• _Stated task_
Retype all of the records below word for word, keeping each one on its own line.

>> Begin Records for this task

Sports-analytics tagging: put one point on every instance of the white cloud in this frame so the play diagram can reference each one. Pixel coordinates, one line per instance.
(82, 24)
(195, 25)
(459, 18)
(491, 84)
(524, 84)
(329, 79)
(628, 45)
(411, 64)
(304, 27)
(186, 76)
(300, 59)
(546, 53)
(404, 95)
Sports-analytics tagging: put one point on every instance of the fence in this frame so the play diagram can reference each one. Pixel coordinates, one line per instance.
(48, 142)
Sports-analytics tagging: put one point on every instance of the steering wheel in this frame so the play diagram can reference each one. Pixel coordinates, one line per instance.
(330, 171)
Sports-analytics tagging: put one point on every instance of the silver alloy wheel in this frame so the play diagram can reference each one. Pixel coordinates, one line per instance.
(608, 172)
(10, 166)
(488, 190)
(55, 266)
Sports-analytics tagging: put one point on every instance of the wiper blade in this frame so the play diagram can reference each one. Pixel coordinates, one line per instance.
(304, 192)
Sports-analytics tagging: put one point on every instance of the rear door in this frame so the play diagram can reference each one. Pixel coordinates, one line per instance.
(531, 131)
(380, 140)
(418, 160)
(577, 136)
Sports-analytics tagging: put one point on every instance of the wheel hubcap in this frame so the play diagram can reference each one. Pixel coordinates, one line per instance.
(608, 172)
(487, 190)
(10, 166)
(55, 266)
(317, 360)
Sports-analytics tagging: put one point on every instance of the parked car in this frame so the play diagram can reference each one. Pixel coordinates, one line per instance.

>> End Records for this task

• _Answer to this task_
Sports-analytics tagging: put one point on every instance of the white cloud in this frame so the play diagram can reference each one. Pixel coordinates, one line per instance.
(82, 24)
(195, 25)
(459, 18)
(491, 84)
(524, 84)
(329, 79)
(628, 45)
(411, 64)
(304, 27)
(186, 76)
(300, 59)
(546, 53)
(404, 95)
Sports-analytics tagging: put one point on every instance of the fence in this frame so the play diagram can reference each one. Pixel coordinates, one line per instance.
(48, 142)
Sports-analytics tagging: put one point on every instance of the steering wheel in this frame so the play diagram can reference each one. Pixel coordinates, one line per instance.
(330, 171)
Sports-analytics tagging: put one point on every instance of the silver alloy wheel in this frame so the play diagram can reference each one. Pixel coordinates, one line per instance.
(608, 172)
(10, 166)
(488, 190)
(55, 266)
Sports-analytics tagging: put one point on every instance of the wiper blade in this frame so the play diagram can reference each one. Pixel coordinates, one line per instance.
(304, 192)
Sports-analytics tagging: put one point on every instance of the rear door in this frame so the play diagram can reference each one. Pixel coordinates, one line per instance.
(531, 131)
(380, 140)
(418, 160)
(577, 136)
Sports-analytics tagging: put one point on every instance of the wheel hubcap in this frame so the play diagram can reference each one. Pixel coordinates, one line per instance.
(608, 172)
(487, 190)
(10, 166)
(55, 266)
(317, 360)
Sports-analytics tagging: put one point on every instance of the parked car in this frame so the play diagram can reference each one. Pixel coordinates, one line per instance.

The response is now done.